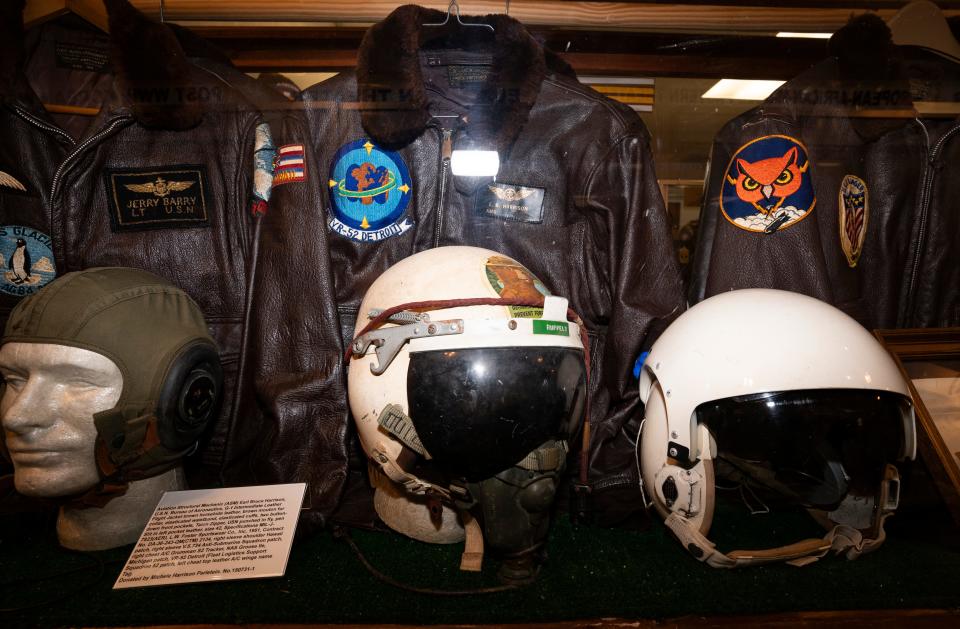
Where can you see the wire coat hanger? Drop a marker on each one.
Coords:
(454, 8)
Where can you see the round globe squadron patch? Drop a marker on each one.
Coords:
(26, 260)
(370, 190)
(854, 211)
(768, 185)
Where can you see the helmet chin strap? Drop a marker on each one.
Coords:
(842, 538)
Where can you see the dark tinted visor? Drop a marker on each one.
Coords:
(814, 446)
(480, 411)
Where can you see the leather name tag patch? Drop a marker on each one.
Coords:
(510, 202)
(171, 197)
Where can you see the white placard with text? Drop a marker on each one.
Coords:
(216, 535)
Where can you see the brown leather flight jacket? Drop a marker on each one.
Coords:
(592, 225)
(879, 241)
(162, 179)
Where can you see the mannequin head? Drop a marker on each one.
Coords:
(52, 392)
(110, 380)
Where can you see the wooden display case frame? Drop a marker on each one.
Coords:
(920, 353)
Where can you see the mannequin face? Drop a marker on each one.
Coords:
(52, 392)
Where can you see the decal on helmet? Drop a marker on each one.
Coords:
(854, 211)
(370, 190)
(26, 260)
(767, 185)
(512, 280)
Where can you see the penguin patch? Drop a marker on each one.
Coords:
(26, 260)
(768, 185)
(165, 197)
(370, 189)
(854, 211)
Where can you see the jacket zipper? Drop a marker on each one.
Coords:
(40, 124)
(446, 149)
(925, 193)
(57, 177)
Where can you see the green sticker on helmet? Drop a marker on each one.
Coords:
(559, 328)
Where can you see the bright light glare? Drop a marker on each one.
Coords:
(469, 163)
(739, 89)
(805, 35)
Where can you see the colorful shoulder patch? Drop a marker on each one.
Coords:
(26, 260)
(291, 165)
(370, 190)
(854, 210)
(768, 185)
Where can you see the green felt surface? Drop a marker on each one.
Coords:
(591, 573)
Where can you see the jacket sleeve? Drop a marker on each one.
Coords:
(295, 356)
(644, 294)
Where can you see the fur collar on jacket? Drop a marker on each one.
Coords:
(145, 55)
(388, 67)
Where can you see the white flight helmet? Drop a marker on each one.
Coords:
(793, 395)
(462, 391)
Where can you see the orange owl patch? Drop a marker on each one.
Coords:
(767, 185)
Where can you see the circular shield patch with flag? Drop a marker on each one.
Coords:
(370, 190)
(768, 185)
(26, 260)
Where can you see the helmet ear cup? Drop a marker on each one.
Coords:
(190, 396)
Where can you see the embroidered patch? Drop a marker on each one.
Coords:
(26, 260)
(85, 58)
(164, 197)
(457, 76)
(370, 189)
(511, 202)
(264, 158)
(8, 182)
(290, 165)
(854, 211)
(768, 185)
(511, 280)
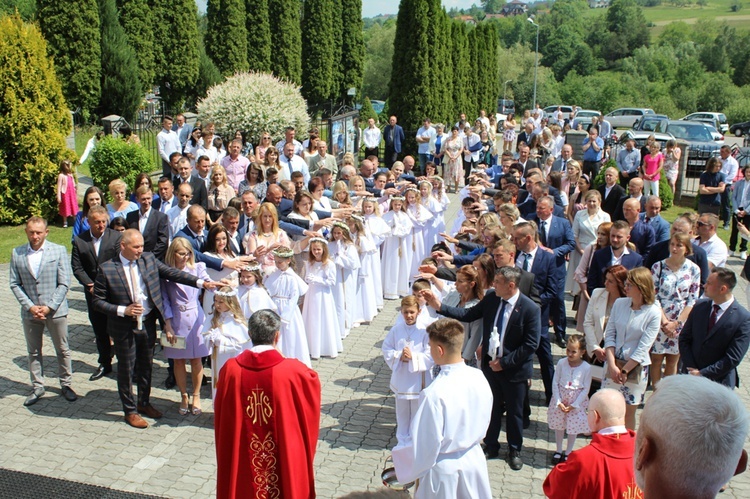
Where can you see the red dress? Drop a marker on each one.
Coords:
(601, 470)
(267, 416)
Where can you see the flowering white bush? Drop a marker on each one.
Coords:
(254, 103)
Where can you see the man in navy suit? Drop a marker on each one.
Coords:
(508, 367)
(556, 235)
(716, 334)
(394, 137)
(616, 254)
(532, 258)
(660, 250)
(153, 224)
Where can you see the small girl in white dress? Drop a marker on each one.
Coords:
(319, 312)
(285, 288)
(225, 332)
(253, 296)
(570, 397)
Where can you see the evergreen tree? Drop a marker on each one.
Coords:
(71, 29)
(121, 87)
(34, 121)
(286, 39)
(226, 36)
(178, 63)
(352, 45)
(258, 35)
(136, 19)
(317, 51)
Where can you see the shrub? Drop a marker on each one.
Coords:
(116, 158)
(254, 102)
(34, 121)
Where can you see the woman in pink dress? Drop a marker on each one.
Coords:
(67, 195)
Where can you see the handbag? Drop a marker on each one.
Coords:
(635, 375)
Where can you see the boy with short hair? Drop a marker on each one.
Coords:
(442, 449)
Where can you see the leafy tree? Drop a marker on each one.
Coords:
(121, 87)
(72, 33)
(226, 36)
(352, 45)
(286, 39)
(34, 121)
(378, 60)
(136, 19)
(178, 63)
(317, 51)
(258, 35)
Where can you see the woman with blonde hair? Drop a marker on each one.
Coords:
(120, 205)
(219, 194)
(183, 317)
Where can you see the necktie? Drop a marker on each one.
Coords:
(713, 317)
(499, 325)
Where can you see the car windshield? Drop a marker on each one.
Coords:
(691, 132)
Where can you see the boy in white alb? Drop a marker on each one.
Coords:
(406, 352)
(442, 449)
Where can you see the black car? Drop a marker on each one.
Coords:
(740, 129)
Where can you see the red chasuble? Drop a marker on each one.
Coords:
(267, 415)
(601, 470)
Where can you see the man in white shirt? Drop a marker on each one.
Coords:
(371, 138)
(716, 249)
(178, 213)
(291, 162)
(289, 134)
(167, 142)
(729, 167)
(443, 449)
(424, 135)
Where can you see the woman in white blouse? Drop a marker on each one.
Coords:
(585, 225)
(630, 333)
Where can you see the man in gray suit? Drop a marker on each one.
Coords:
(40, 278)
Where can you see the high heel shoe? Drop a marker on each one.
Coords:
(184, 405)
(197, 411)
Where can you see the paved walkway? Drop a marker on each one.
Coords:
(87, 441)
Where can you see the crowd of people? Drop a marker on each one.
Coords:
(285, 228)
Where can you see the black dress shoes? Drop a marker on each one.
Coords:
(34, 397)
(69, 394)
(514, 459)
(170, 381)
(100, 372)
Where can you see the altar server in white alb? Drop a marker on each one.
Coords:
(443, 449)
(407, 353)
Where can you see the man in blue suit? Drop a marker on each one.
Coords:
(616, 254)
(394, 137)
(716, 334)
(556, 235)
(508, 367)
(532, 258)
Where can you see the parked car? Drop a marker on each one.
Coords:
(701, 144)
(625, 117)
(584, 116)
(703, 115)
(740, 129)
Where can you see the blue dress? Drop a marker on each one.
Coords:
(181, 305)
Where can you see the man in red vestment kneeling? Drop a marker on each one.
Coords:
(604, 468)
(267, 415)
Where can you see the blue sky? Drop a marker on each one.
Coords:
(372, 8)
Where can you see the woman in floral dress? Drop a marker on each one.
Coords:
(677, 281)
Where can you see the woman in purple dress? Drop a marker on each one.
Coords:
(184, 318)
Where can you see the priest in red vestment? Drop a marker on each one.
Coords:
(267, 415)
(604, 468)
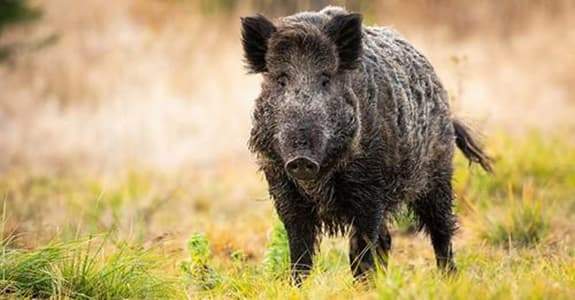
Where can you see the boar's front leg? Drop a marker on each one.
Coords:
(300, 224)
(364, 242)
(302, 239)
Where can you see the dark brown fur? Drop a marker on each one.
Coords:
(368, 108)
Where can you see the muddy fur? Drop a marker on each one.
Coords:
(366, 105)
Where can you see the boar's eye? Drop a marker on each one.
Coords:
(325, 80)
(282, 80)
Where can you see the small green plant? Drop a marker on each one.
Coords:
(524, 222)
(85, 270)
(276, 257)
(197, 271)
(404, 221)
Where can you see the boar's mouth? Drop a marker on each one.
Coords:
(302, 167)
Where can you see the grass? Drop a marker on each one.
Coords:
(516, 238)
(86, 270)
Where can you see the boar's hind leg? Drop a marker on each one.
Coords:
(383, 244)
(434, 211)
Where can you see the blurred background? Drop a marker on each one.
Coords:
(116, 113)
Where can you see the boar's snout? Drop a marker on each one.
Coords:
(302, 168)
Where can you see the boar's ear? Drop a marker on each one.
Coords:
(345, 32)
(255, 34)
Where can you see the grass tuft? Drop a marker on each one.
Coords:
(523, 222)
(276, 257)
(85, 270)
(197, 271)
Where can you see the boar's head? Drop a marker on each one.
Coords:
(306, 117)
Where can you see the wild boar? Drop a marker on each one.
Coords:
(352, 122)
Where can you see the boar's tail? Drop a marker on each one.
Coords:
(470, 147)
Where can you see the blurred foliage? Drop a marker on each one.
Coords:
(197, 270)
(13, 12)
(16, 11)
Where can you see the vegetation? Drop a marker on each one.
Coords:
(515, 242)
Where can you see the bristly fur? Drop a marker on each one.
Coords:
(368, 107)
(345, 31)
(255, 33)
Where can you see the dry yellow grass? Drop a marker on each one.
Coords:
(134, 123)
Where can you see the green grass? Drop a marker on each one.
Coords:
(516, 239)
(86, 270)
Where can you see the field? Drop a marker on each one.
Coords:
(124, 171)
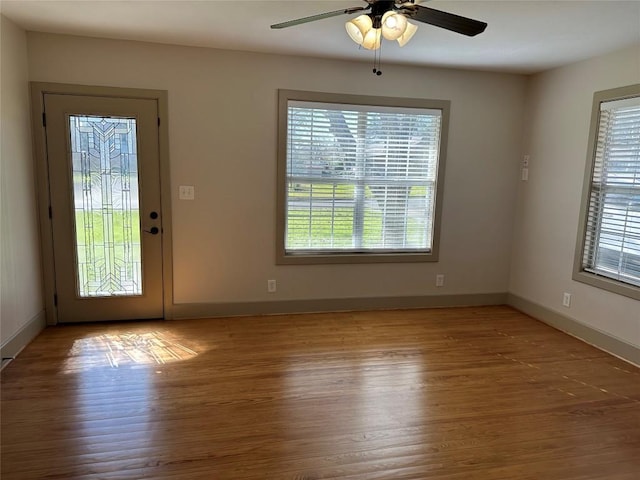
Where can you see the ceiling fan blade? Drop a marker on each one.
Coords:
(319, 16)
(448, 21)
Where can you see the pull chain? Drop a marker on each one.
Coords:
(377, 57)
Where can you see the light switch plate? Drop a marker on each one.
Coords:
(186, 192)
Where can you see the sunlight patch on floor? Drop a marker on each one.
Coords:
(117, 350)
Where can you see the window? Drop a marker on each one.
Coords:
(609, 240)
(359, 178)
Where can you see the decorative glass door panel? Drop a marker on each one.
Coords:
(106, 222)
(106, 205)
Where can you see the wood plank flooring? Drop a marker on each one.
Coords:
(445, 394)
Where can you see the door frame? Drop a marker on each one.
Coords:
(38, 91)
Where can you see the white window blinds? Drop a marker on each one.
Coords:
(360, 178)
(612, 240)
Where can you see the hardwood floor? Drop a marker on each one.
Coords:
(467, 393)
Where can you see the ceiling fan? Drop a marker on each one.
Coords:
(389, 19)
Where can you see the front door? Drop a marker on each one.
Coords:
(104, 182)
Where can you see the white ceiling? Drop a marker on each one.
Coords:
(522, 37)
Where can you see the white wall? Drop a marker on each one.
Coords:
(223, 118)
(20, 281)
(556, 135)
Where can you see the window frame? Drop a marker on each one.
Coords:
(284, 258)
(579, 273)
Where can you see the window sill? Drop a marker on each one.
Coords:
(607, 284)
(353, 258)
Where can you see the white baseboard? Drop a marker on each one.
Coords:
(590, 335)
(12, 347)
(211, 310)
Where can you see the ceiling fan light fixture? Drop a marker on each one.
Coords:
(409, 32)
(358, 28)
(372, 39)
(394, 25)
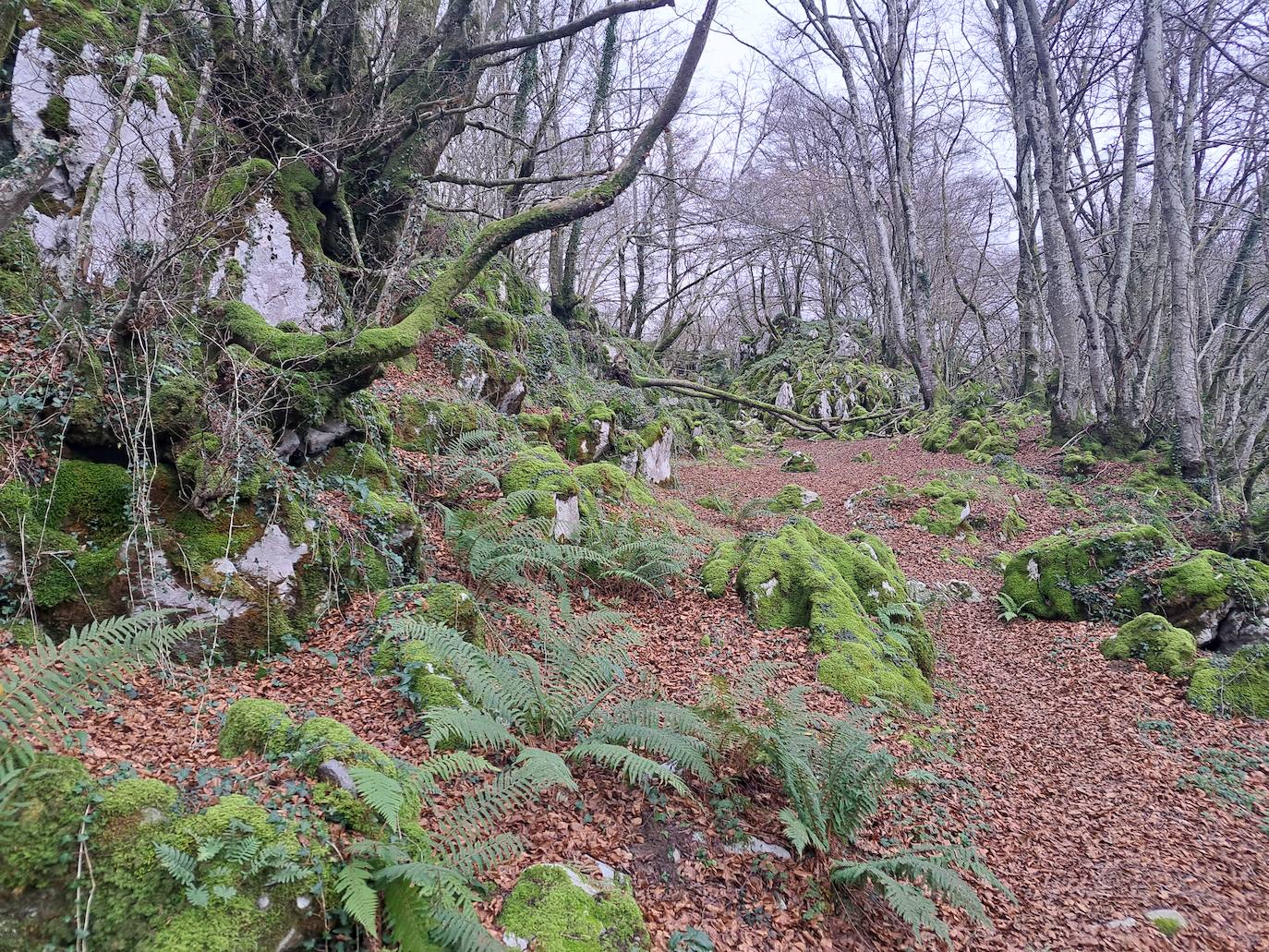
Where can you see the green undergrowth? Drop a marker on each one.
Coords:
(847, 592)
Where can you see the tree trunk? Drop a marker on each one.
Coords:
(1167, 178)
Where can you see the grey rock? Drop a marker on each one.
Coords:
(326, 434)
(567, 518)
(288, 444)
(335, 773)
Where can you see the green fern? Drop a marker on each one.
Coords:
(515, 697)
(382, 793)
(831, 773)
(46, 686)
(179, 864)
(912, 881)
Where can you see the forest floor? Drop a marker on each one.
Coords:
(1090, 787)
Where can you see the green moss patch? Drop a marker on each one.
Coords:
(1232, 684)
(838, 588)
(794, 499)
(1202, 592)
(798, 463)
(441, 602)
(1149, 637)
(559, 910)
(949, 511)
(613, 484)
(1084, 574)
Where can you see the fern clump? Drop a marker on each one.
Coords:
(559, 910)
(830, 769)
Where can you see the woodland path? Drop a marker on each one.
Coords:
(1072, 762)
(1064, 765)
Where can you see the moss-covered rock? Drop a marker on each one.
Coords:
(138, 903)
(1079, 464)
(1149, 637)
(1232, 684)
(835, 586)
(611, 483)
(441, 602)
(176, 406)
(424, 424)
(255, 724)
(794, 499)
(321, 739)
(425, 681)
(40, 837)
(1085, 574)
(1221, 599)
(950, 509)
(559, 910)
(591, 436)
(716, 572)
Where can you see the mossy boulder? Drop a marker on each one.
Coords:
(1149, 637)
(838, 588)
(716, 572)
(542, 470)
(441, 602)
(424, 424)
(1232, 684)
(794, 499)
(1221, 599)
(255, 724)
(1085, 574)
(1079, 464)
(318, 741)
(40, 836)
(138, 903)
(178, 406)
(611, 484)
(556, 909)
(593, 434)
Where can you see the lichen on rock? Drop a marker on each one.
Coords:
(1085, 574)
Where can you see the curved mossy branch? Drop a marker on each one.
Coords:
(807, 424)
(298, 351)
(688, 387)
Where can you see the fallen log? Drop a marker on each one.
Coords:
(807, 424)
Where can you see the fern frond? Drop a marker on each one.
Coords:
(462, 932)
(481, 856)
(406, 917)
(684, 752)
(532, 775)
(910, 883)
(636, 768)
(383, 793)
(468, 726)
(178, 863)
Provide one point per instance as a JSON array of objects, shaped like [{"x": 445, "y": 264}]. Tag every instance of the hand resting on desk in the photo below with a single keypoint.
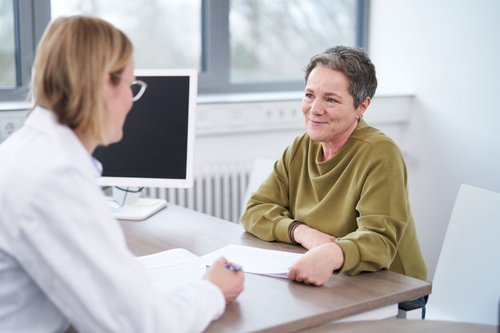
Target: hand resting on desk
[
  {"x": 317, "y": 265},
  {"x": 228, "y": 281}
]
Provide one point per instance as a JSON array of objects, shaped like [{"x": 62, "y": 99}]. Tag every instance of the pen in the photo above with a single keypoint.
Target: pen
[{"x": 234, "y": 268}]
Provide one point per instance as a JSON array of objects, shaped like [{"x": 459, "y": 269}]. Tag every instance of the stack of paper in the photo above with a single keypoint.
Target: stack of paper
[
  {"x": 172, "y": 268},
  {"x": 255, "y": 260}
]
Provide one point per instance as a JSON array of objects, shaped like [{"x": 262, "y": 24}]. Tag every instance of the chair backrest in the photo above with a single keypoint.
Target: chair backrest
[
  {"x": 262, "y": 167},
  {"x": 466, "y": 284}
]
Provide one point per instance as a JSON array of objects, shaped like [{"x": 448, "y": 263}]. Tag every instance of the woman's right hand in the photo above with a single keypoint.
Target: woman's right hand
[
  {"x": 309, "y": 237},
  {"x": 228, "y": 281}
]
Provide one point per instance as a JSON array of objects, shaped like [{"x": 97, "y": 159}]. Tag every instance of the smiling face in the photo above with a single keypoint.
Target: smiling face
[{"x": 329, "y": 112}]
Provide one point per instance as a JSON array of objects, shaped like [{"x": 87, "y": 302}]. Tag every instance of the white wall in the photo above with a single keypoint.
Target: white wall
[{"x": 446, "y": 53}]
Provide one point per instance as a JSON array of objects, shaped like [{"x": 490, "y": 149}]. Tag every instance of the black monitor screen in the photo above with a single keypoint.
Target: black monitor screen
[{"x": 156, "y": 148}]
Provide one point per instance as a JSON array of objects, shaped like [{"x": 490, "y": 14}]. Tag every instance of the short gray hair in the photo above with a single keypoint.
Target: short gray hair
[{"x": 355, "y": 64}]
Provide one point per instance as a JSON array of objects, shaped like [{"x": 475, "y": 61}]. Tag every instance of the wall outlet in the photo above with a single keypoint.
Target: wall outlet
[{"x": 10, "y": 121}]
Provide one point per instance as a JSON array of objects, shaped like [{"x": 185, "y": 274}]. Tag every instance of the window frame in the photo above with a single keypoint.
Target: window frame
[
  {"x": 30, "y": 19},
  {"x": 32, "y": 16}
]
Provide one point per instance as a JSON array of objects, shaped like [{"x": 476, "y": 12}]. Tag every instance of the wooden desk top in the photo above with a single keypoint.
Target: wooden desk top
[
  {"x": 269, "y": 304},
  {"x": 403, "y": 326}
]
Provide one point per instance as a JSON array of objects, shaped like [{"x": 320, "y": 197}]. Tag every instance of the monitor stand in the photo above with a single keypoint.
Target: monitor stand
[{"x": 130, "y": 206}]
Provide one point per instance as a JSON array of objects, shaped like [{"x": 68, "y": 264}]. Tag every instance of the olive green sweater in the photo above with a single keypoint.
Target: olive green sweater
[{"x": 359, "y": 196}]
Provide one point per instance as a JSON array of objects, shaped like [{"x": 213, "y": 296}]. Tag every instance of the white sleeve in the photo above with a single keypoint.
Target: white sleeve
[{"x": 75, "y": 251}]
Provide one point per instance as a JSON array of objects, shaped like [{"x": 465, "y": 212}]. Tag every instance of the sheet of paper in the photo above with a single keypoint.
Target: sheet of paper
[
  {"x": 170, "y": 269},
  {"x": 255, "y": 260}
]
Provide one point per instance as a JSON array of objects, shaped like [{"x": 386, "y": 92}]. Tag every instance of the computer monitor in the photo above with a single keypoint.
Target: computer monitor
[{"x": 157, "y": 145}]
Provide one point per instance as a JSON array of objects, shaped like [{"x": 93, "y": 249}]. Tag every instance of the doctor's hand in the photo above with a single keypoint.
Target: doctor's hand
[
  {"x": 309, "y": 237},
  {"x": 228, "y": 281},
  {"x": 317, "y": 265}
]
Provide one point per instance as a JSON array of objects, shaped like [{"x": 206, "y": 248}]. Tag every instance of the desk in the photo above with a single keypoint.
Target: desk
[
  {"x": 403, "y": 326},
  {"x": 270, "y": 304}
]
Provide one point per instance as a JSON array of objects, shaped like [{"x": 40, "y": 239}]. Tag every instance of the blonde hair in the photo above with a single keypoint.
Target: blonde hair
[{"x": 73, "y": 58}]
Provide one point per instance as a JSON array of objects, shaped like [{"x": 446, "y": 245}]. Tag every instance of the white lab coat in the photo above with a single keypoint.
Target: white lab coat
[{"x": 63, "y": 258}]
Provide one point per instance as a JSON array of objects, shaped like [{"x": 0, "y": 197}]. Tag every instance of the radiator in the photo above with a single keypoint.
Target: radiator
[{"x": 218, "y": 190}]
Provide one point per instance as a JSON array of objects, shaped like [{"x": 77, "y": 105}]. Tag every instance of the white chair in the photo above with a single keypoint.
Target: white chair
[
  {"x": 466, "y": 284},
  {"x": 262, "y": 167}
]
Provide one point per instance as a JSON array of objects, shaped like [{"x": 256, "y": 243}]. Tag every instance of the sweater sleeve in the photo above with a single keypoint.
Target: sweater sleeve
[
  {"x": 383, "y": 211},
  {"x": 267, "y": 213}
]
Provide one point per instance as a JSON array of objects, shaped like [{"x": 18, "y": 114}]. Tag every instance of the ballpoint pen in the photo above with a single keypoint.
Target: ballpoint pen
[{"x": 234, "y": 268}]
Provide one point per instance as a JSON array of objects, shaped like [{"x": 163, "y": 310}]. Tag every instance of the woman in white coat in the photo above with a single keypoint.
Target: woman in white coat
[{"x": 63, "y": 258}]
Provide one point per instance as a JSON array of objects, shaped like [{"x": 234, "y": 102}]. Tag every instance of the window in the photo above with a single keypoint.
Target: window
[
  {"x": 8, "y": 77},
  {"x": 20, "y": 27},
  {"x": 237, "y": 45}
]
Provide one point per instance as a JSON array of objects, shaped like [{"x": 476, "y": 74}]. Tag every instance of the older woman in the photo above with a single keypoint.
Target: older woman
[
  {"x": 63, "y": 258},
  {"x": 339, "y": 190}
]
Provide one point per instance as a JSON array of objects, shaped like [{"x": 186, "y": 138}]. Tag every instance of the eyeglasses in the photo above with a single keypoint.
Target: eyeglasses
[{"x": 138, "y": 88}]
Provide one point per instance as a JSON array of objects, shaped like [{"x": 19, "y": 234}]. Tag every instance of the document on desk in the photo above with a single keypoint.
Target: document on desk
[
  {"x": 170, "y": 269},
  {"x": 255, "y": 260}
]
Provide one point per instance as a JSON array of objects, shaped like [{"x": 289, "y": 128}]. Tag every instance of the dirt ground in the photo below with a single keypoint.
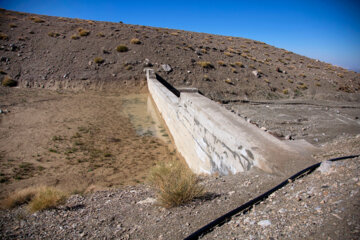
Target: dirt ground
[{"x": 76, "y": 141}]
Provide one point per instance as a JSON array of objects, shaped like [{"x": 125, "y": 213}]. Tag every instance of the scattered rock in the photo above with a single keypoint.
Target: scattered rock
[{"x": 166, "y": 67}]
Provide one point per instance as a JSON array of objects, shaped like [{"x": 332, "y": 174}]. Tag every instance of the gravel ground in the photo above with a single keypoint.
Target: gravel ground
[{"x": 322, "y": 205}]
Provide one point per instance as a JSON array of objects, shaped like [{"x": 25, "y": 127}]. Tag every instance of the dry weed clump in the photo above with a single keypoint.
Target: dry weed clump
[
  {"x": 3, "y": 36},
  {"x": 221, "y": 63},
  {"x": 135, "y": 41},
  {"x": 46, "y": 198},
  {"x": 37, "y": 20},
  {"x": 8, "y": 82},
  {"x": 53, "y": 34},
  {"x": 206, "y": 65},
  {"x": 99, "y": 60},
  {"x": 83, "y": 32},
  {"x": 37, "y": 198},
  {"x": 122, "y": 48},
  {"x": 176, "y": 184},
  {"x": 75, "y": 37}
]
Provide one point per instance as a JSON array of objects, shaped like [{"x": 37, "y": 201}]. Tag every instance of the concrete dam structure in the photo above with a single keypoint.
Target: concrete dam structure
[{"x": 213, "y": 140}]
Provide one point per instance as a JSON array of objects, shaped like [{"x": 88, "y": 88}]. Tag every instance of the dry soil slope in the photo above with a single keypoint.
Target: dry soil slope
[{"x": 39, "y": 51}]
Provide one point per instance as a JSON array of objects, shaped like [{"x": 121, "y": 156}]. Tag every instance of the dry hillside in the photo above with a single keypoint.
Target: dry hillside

===============

### WORK TO COMPLETE
Output the lines from the line containing "of the concrete" to the end, both included; add nothing.

### COMPLETE ANSWER
Provide one point per instance as a JSON array of objects, shaped like [{"x": 37, "y": 201}]. Tag every instance of the concrete dam structure in the photo above with a single keypoint.
Target: concrete dam structure
[{"x": 213, "y": 140}]
Provide one point per instance as a JSON array of objects, shaped like [{"x": 88, "y": 88}]. Tag every instance of the dry soil slope in the photo above with a single keypoint.
Target: dry soil slope
[{"x": 39, "y": 51}]
Provide one point per instance as a JSON array of objects, shaped like [{"x": 121, "y": 156}]. Tag every instance of the dry hillside in the photo above with a single keypoint.
Target: dry hillside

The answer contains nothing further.